:: TASK REQUIREMENTS ::
Everything from the line that contains "Guideline: the keypoint for each instance of the blurred crowd" to the end of the data below is to be reproduced verbatim; leave all else out.

:: SOURCE DATA ::

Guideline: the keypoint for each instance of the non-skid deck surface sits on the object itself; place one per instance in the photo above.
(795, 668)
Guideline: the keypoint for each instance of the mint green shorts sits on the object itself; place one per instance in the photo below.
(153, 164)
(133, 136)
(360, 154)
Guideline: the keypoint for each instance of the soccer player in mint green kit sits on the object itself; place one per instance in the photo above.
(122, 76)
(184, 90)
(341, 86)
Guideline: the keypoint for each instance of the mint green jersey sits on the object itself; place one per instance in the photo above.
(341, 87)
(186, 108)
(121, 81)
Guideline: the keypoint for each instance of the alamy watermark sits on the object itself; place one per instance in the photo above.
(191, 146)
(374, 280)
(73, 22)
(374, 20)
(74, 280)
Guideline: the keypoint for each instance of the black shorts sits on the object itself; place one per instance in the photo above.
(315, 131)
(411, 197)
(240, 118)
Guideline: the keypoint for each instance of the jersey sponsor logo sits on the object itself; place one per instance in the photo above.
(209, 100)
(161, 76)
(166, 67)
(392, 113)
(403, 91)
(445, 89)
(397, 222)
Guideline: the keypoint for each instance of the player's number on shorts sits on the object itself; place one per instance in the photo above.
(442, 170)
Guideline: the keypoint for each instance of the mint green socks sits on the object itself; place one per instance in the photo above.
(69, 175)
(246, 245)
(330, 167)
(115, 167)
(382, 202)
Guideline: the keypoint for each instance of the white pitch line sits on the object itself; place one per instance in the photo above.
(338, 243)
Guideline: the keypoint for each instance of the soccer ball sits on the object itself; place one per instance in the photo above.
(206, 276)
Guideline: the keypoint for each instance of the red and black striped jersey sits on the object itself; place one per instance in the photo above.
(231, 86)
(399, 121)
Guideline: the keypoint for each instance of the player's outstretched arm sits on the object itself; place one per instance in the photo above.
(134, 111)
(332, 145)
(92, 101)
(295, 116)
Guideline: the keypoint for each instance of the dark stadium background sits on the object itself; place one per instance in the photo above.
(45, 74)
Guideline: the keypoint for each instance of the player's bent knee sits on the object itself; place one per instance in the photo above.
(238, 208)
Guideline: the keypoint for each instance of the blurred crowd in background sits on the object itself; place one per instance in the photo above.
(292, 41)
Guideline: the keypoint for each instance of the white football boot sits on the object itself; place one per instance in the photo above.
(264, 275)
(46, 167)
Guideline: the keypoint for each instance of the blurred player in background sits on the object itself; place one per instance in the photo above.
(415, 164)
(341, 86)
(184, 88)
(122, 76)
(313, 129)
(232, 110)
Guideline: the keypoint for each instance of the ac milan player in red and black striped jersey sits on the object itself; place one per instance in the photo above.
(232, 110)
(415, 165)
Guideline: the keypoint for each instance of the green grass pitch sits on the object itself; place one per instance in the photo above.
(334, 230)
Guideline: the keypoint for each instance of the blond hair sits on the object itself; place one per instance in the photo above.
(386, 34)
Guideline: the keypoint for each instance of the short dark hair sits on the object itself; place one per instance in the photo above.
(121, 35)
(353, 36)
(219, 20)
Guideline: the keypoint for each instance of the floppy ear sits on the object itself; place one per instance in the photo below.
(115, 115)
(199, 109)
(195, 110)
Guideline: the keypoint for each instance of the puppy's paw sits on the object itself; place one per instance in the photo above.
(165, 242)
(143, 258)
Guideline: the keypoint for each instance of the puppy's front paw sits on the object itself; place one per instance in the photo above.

:: SOLUTION TO THIS EXERCISE ::
Guideline: the keypoint for each instance of the blurred crowd in background sits on the object itself; place one per instance in the photo above.
(292, 41)
Guideline: the keypoint for each instance of the white football boot sits on the object itself; place one per instance in the photo above.
(264, 275)
(46, 167)
Guideline: the keypoint for each instance of the blurred player in background sits on the object itself; place one per instance in the photo above.
(415, 164)
(341, 86)
(184, 88)
(122, 76)
(313, 129)
(232, 110)
Guideline: the keypoint for each instance of the ac milan player in red and black striped jersey sits on the object itself; place one per instance in the photo above.
(232, 110)
(415, 165)
Guideline: the keypoint for each instance of the green grass pitch sits on the object itself; place one per instance in the photo above.
(334, 230)
Guideline: the keypoint for each instance of the blond hair sits on the object itself; place one per instance in the photo above.
(386, 34)
Guideline: the keypoint for each instance of the short dark hair sits on the object itself; place one per instance in the photo above.
(121, 35)
(353, 36)
(219, 20)
Guideline: the keypoint for each instance of the floppy ear sits on the object itself; place one per instance in the photo below.
(115, 115)
(199, 109)
(195, 110)
Guideline: the keypoint for each instance of the puppy's paw sits on the object itself; place one per instance in the photo above.
(165, 242)
(143, 258)
Guideline: the keypoint for each instance of the puppy's front paw sits on the object itself; place one per instance in the photo above.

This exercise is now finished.